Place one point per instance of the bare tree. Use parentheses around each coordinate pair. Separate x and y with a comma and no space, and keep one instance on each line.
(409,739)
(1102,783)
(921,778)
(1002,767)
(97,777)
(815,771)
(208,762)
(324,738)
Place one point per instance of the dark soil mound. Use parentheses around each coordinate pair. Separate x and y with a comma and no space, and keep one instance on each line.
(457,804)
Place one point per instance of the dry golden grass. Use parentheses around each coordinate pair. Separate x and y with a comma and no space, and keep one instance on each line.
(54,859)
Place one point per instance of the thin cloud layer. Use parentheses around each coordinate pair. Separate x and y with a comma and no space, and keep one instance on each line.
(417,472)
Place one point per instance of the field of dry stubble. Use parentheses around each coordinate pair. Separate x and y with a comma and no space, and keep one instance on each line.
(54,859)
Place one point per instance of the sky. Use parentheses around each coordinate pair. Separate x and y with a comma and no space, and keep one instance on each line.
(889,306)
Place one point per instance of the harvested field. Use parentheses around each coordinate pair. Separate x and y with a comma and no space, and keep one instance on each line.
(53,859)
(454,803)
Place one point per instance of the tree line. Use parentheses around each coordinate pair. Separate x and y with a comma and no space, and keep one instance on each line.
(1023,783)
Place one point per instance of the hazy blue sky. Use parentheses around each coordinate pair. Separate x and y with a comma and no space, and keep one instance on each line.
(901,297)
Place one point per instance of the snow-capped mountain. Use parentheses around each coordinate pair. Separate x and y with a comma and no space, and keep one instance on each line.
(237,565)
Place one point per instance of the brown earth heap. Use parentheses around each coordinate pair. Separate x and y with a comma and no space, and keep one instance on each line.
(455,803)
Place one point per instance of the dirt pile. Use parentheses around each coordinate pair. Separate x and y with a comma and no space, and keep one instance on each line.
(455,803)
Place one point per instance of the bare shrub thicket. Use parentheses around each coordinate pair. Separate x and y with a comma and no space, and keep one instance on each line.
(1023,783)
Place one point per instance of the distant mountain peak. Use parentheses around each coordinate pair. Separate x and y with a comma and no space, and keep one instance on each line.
== == ==
### The task
Swap "one point per instance" for "a single point for each instance" everywhere in the records above, and leave everything else unchanged.

### Completed exercise
Place a single point for each instance of the bare tree. Use parentheses around each coordinate pair. Separate x and y with a comma and no space, and keep one instance on each line.
(409,739)
(1102,783)
(921,778)
(1002,767)
(97,777)
(815,771)
(208,762)
(324,738)
Place a single point for each instance of the dark soil mound. Use parentheses around each coordinate pair. Separate x and y with a comma and no space, and keep one instance on each line.
(457,804)
Place a single point for each instance of the dry golden grass. Use parentheses around each coordinate pair. Separate x and y with a comma and no space, and keep one instance on each line.
(54,859)
Place a single point for each instance of the thin cloud layer. Use parentheses around each coordinate pair. Separate x and y with a comma and no space, and keep one instance on each line.
(417,472)
Place a single point for each instance of the field of dry stubble. Use parentheses around each coordinate pair. Separate x and y with a comma and no space, and keep one instance on each line.
(54,859)
Place a single point for each instance of the sky. Use parentheses around each coordinate pair. Separate x and y with a comma and no space, and keep one instance on each line.
(889,306)
Place a single point for each instance of the harvested field. Use parentheses around each coordinate pair. Separate x and y with a comma and no space, and keep one instance on each line.
(53,859)
(454,803)
Place a single point for each instance of the tree line. Use parentheses around each coordinate pair. Separate x and y with a comma and no space, and keep one instance on each line.
(1023,783)
Place a single point for each instance of the hazy blue sky. Use parentheses around each coordinate pair. Separate x and y with a comma and no space, and keep one instance on each line.
(901,297)
Place a single point for each instance of the snow-capped mountain. Use parentheses around each coordinate pair. Separate x and y with a comma and no space, and keep one instance on each line.
(237,565)
Place a single point for each instance of the brown earth heap. Use parentheses around each coordinate pair. Separate x and y with a comma and no space, and keep one instance on each line.
(455,803)
Place a single point for each instance of the dirt pile. Use parentheses around each coordinate pair. Separate x and y with a comma and no space, and keep one instance on each line.
(455,803)
Place a single point for each instance of the bare shrub thicket. Use parentheses around each coordinate pair. Separate x and y with a comma and no space, and keep one instance on each line.
(1023,783)
Place a single point for each instance of the distant mountain peak. Use parentheses around each coordinate pair. Separate x and y with a comma and no space, and keep one instance on each line.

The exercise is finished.